Exercise objective:
Format the following entries as a JSON list of strings with one string per line, omitting blank lines. Include every entry, and leave the pictures out of the answer.

Region annotation entries:
----------------
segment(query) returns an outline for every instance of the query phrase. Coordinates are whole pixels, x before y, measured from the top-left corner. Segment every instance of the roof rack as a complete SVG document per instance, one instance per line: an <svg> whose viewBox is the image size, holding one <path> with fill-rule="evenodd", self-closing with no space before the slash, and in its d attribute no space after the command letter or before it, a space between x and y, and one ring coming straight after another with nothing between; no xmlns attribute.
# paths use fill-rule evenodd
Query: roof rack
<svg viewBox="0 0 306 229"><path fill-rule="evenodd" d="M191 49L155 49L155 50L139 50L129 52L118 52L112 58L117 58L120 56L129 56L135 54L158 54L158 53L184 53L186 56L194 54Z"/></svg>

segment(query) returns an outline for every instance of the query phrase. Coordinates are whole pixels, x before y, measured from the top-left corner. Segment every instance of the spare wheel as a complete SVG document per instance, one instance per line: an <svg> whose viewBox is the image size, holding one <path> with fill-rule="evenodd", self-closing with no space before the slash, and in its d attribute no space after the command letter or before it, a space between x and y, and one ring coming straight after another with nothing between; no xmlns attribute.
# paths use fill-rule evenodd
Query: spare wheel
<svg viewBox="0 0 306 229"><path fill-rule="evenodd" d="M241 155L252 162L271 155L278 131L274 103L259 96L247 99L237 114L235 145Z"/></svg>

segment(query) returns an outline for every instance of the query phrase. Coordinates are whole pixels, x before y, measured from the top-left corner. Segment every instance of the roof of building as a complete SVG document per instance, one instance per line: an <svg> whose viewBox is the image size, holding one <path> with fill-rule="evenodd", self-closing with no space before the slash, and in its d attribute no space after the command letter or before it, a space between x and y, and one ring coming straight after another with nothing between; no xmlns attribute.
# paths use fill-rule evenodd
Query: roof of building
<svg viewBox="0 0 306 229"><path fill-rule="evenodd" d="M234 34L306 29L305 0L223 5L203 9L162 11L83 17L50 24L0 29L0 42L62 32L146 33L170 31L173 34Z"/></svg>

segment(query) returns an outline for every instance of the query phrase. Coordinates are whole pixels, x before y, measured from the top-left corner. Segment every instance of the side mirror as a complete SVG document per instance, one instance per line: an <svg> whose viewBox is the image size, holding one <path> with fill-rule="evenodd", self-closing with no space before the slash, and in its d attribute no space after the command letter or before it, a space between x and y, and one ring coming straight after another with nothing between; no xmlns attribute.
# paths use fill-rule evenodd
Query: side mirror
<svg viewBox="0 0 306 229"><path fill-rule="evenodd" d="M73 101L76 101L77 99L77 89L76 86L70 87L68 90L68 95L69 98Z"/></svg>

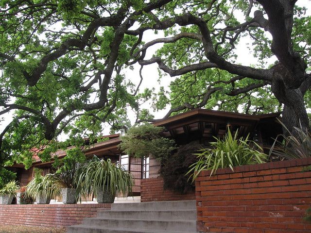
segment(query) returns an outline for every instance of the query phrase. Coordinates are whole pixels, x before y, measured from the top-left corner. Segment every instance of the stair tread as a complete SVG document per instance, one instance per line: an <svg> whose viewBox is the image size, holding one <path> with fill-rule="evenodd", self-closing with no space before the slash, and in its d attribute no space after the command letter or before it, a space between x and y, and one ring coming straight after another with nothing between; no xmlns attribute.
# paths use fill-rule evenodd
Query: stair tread
<svg viewBox="0 0 311 233"><path fill-rule="evenodd" d="M190 232L189 231L187 232L181 232L180 231L167 231L167 230L147 230L147 229L128 229L128 228L110 228L110 227L96 227L93 226L86 226L83 225L79 225L76 226L69 226L67 227L68 228L85 228L85 229L99 229L99 230L108 230L110 231L125 231L128 232L142 232L142 233L192 233L191 232ZM193 233L196 233L195 232L193 232Z"/></svg>
<svg viewBox="0 0 311 233"><path fill-rule="evenodd" d="M114 220L116 221L119 221L119 220L125 220L125 221L143 221L148 222L192 222L193 221L196 221L196 220L188 220L188 219L165 219L165 220L150 220L150 219L138 219L137 218L109 218L107 217L88 217L88 219L98 219L98 220Z"/></svg>
<svg viewBox="0 0 311 233"><path fill-rule="evenodd" d="M114 213L117 213L117 212L179 212L179 211L191 211L191 212L196 212L196 210L190 210L189 209L180 209L180 210L173 210L173 209L172 209L172 210L101 210L100 211L99 211L98 213L104 213L104 212L114 212Z"/></svg>

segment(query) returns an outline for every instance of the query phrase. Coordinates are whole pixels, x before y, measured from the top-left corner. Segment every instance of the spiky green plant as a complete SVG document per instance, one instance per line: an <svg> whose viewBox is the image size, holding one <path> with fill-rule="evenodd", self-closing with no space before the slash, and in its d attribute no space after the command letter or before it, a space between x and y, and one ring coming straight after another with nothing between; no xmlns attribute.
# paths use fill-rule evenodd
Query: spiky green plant
<svg viewBox="0 0 311 233"><path fill-rule="evenodd" d="M304 217L304 219L311 223L311 207L309 208L306 211L306 216Z"/></svg>
<svg viewBox="0 0 311 233"><path fill-rule="evenodd" d="M293 133L279 120L286 133L278 135L271 147L269 155L282 159L293 159L311 157L311 133L308 129L294 127ZM279 140L281 138L282 139Z"/></svg>
<svg viewBox="0 0 311 233"><path fill-rule="evenodd" d="M202 149L200 153L194 154L199 160L190 166L187 174L190 174L190 179L194 181L203 170L211 170L211 176L220 167L230 167L233 170L235 166L264 163L268 155L255 149L256 147L262 150L248 137L238 139L238 131L233 137L230 130L223 140L214 137L216 141L210 143L211 148ZM250 146L251 143L253 147Z"/></svg>
<svg viewBox="0 0 311 233"><path fill-rule="evenodd" d="M17 181L11 181L5 184L0 189L0 195L16 195L16 192L20 188Z"/></svg>
<svg viewBox="0 0 311 233"><path fill-rule="evenodd" d="M36 175L26 186L26 197L35 199L38 196L52 198L60 193L58 187L53 182L48 174L45 176Z"/></svg>
<svg viewBox="0 0 311 233"><path fill-rule="evenodd" d="M85 195L89 195L93 192L97 196L101 189L107 188L113 194L122 194L126 197L131 194L134 184L131 173L117 166L110 159L90 161L79 179L79 185Z"/></svg>
<svg viewBox="0 0 311 233"><path fill-rule="evenodd" d="M75 160L67 161L48 179L60 188L78 188L78 180L83 166L83 163Z"/></svg>

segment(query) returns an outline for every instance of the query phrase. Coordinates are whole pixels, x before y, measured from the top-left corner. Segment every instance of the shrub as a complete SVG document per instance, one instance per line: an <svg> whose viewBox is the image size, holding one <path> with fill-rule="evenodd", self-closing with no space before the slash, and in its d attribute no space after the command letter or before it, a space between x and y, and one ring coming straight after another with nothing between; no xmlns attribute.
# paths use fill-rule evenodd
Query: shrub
----------------
Task result:
[
  "segment(query) returns an outline for every instance of the query phrase. Coordinates are whole pixels, x before y, measured from the top-left corner. Segment every instance of the roof rack as a complete SVG document per instance, one instance per line: an <svg> whose viewBox is the image size, holding one <path> with fill-rule=\"evenodd\", self-closing with no space before the slash, and in its d attribute no space after the command letter or before it, a space between x and y, and one ring coming straight after another with nothing between; no xmlns attribute.",
  "# paths use fill-rule evenodd",
  "Query: roof rack",
  "<svg viewBox=\"0 0 306 229\"><path fill-rule=\"evenodd\" d=\"M191 49L155 49L155 50L139 50L129 52L118 52L112 58L117 58L120 56L129 56L135 54L158 54L158 53L184 53L186 56L194 54Z\"/></svg>",
  "segment(query) returns an outline for every instance of the query phrase. Coordinates are whole pixels, x before y, measured from the top-left corner. Segment every instance of the spare wheel as a complete SVG document per instance, one instance per line: an <svg> whose viewBox is the image size, holding one <path> with fill-rule=\"evenodd\", self-closing with no space before the slash, and in its d attribute no space after the command letter or before it, a space between x and y, and one ring coming straight after another with nothing between; no xmlns attribute.",
  "# paths use fill-rule evenodd",
  "Query: spare wheel",
  "<svg viewBox=\"0 0 306 229\"><path fill-rule=\"evenodd\" d=\"M241 155L252 162L271 155L278 131L274 103L259 96L247 99L237 114L235 145Z\"/></svg>",
  "segment(query) returns an outline for every instance of the query phrase. Coordinates are whole pixels, x before y, measured from the top-left corner. Segment every instance of the roof of building as a complete SVG document per instance, one instance per line: an <svg> whose viewBox is the image size, holding one <path> with fill-rule=\"evenodd\", self-closing with no space before the slash, and in its d attribute no space after the command letter or before it, a space between x and y, and one ring coming straight after another with nothing between; no xmlns attribute.",
  "# paths use fill-rule evenodd",
  "Query: roof of building",
  "<svg viewBox=\"0 0 306 229\"><path fill-rule=\"evenodd\" d=\"M234 34L306 29L305 0L223 5L203 9L162 11L83 17L50 24L0 29L0 42L62 32L146 33L170 31L173 34Z\"/></svg>",
  "segment(query) returns an outline for every instance of the query phrase. Coordinates are whole pixels, x before y, measured from the top-left corner. Segment every instance of the side mirror as a complete SVG document per instance, one instance per line: an <svg> whose viewBox is the image size, holding one <path> with fill-rule=\"evenodd\", self-closing with no space before the slash, and in its d attribute no space after the command letter or before it, a space between x and y, and one ring coming straight after another with nothing between; no xmlns attribute.",
  "# paths use fill-rule evenodd",
  "Query: side mirror",
  "<svg viewBox=\"0 0 306 229\"><path fill-rule=\"evenodd\" d=\"M73 101L76 101L77 99L77 89L76 86L70 87L68 90L68 95L69 98Z\"/></svg>",
  "segment(query) returns an outline for every instance of the query phrase. Coordinates are whole pixels, x before y, measured from the top-left corner. Segment every instance of the stair tread as a complete SVG document per instance, one instance per line: an <svg> whose viewBox is the image size, holding one <path> with fill-rule=\"evenodd\", self-closing with no space before the slash, and in its d attribute no space after the command letter or before it, a space between x and y, and one ring coming straight after another with nothing between; no xmlns attribute.",
  "# paths use fill-rule evenodd",
  "Query: stair tread",
  "<svg viewBox=\"0 0 311 233\"><path fill-rule=\"evenodd\" d=\"M190 232L189 231L187 232L181 232L180 231L167 231L167 230L147 230L147 229L128 229L128 228L110 228L110 227L96 227L93 226L86 226L83 225L79 225L76 226L69 226L67 227L68 228L85 228L85 229L99 229L99 230L108 230L110 231L125 231L128 232L142 232L142 233L192 233L191 232ZM193 233L196 233L195 232L193 232Z\"/></svg>",
  "<svg viewBox=\"0 0 311 233\"><path fill-rule=\"evenodd\" d=\"M114 220L116 221L119 221L119 220L125 220L125 221L143 221L148 222L192 222L193 221L196 221L196 220L188 220L188 219L165 219L165 220L150 220L150 219L138 219L137 218L109 218L107 217L88 217L88 219L98 219L98 220Z\"/></svg>",
  "<svg viewBox=\"0 0 311 233\"><path fill-rule=\"evenodd\" d=\"M114 213L117 213L117 212L179 212L179 211L191 211L191 212L196 212L196 210L190 210L189 209L180 209L180 210L173 210L173 209L172 209L172 210L101 210L100 211L99 211L98 213L104 213L104 212L114 212Z\"/></svg>",
  "segment(query) returns an outline for every instance of the query phrase. Coordinates are whole pixels, x before y, measured from the top-left corner. Segment every instance of the spiky green plant as a complete SVG document per instance, one instance per line: an <svg> whose viewBox is the image size, holding one <path> with fill-rule=\"evenodd\", self-closing with no space before the slash, and in its d attribute no space after the command letter or before it, a space between x and y, and one ring coming straight after another with nothing between; no xmlns attribute.",
  "# paths use fill-rule evenodd",
  "Query: spiky green plant",
  "<svg viewBox=\"0 0 311 233\"><path fill-rule=\"evenodd\" d=\"M304 217L304 219L311 223L311 207L309 208L306 211L306 216Z\"/></svg>",
  "<svg viewBox=\"0 0 311 233\"><path fill-rule=\"evenodd\" d=\"M293 133L279 120L286 133L278 135L271 147L269 155L282 159L293 159L311 157L311 133L308 129L294 127ZM279 140L281 138L282 139Z\"/></svg>",
  "<svg viewBox=\"0 0 311 233\"><path fill-rule=\"evenodd\" d=\"M202 149L200 153L194 154L199 160L190 166L187 174L190 174L190 179L194 181L203 170L211 170L211 176L220 167L230 167L233 170L235 166L264 163L268 155L255 149L256 147L262 150L248 137L238 139L238 131L233 137L230 130L223 140L214 137L216 141L210 143L211 148ZM250 146L251 143L253 147Z\"/></svg>",
  "<svg viewBox=\"0 0 311 233\"><path fill-rule=\"evenodd\" d=\"M17 181L11 181L5 184L0 189L0 195L16 195L16 192L20 188Z\"/></svg>",
  "<svg viewBox=\"0 0 311 233\"><path fill-rule=\"evenodd\" d=\"M36 175L26 186L26 197L35 199L38 196L52 198L60 193L58 187L53 182L48 174L45 176Z\"/></svg>",
  "<svg viewBox=\"0 0 311 233\"><path fill-rule=\"evenodd\" d=\"M85 195L89 195L93 192L97 196L101 189L107 188L113 194L122 194L126 197L131 194L134 184L131 173L117 166L110 159L90 161L79 179L79 185Z\"/></svg>",
  "<svg viewBox=\"0 0 311 233\"><path fill-rule=\"evenodd\" d=\"M75 160L67 161L48 179L60 188L78 188L78 180L83 166L83 163Z\"/></svg>",
  "segment(query) returns an outline for every instance of the query phrase. Coordinates are whole pixels, x before y, measured from the top-left corner. Segment every instance of the shrub as a complete SVG document per instance, one instance per line: an <svg> whose viewBox is the image size, holding one <path> with fill-rule=\"evenodd\", self-closing with no space before the slash, and in its d attribute no space after the command letter or before it, a space between x and y, and one ring coming straight after another with nothing between; no xmlns attribute.",
  "# paths use fill-rule evenodd",
  "Query: shrub"
]